-- Begin --

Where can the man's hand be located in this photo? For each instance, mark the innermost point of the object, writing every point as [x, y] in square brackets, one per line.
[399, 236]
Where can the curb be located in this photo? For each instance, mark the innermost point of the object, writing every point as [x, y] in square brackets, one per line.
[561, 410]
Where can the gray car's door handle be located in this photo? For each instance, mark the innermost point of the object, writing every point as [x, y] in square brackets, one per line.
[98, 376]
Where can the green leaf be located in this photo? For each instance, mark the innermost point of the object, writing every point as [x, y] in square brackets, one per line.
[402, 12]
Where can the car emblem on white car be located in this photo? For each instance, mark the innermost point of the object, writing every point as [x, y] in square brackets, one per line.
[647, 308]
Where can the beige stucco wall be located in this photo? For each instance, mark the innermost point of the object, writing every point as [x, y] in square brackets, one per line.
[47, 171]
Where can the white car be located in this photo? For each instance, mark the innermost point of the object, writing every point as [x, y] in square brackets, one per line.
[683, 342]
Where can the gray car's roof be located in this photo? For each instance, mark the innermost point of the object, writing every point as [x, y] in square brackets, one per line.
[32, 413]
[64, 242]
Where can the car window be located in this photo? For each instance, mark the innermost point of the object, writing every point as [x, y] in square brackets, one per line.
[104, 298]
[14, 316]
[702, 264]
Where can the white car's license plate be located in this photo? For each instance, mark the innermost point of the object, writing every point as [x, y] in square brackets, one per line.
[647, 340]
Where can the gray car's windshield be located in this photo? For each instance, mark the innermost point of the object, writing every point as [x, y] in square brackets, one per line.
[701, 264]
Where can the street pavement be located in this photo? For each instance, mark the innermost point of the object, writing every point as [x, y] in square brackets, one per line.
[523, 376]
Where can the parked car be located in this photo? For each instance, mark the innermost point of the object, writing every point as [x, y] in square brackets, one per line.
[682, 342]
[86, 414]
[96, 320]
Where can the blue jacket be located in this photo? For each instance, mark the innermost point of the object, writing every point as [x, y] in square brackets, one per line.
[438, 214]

-- End --
-- Begin --

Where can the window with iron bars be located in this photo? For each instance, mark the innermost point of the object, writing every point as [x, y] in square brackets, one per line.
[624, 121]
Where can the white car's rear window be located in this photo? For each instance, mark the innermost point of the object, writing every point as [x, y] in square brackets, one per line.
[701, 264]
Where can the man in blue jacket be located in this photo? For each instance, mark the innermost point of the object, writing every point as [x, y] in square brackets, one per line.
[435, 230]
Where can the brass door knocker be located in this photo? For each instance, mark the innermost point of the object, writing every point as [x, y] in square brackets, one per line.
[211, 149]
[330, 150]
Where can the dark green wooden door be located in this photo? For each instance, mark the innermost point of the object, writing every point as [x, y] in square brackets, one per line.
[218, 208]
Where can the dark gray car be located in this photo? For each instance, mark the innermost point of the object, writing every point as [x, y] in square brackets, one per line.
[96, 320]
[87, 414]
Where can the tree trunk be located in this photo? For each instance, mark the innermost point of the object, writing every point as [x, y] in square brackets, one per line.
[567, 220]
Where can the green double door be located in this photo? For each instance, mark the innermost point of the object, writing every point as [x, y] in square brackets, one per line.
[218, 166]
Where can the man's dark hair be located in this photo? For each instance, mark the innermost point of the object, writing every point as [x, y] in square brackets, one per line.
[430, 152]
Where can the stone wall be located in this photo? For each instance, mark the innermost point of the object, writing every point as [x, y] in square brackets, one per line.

-- End --
-- Begin --

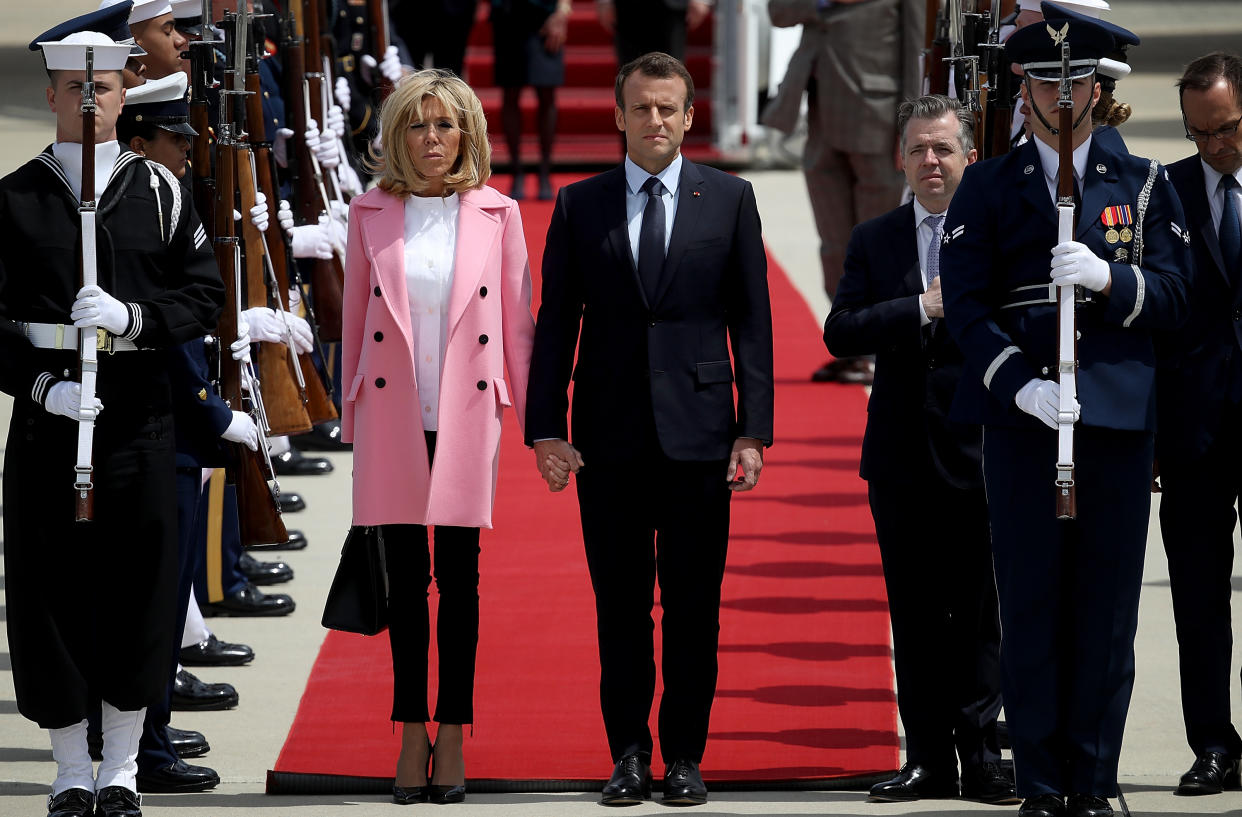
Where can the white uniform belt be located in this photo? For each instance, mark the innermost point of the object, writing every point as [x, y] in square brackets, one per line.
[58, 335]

-- End --

Problem details.
Which lines of the material contain the string "handle", with case counting? Copy out each of those lines in full.

Response below.
Where can the gray car's door handle be located in this photo? For each instance, mark the innermost point of the object, writing every point as [x, y] in square brackets, one per line.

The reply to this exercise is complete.